Monday, May 31, 2010

Zen Writing and the Essence of Writing


This blog has become for me a virtual palette for Natalie Goldberg's Zen writing exercise. In Writing Down the Bones, she suggests this exercise daily:
Set a timer for, say, 10 minutes.
Put pen to paper and write.
Do not edit or stop until the timer rings.

I have done this exercise sporadically over the years. It is helpful to flex one's writing muscles, to get used to the idea of writing daily, and to just allow words to spill out from you onto the page. I think of it like singers running scales, or a pitcher doing warm up pitches.

Of course, here in blogland, these writings can actually be seen by others, whereas with my pad of paper, that is not the case. So this is also an exercise in opening my writing to the public.

Isn't that the idea? To write and then send it forth for others to read?
One would think so. But that entails a willingness to be seen in such a personal way, and a trust that others will read what is written and perhaps interpret it as was meant. It is a lot like standing in your underwear on a crowded street corner.

One lesson I learned after 13 years as admin in the Department of Communication is that message sent is never message received. How frustrating for a writer! My goal has always been to write words so clear and true that my meaning cannot be misinterpreted. But that is never possible.

....

(Task prompt): Quote the blog post on Zen writing word for word, between "Monday, May 31, 2010" and "paper and write.", inclusive. The records have nothing to do with this.

....

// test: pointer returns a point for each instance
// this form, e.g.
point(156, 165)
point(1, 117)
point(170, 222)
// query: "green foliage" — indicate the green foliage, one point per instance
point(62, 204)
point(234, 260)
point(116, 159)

....

(Output of the exercise):
Monday, May 31, 2010

Zen Writing and the Essence of Writing


This blog has become for me a virtual palette for Natalie Goldberg's Zen writing exercise. In Writing Down the Bones, she suggests this exercise daily:
Set a timer for, say, 10 minutes.
Put pen to paper and write.